Materials provided →

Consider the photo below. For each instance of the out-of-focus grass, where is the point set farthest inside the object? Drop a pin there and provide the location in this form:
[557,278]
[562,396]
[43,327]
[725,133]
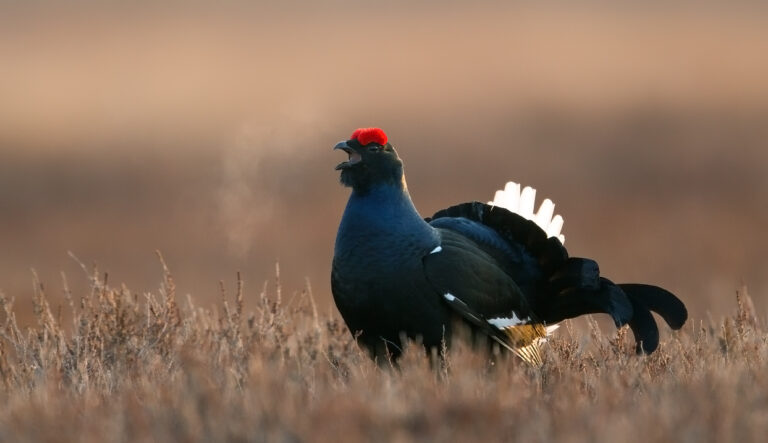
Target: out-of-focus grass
[156,367]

Exercise prompt → Rewrite every line of the entries above, requests included, with each point coordinate in the answers multiplied by 0.35 and rounded to a whole number, halves rounding up. Keep the numbers inside the requests unchanged, and omit the pictures.

Task result →
Consider the photo below. For each instance of the out-of-focus grass, where is the point set farthest inside the object? Drop a pin there and provide the location in this form:
[557,278]
[562,396]
[43,327]
[725,133]
Target: out-of-focus grass
[55,128]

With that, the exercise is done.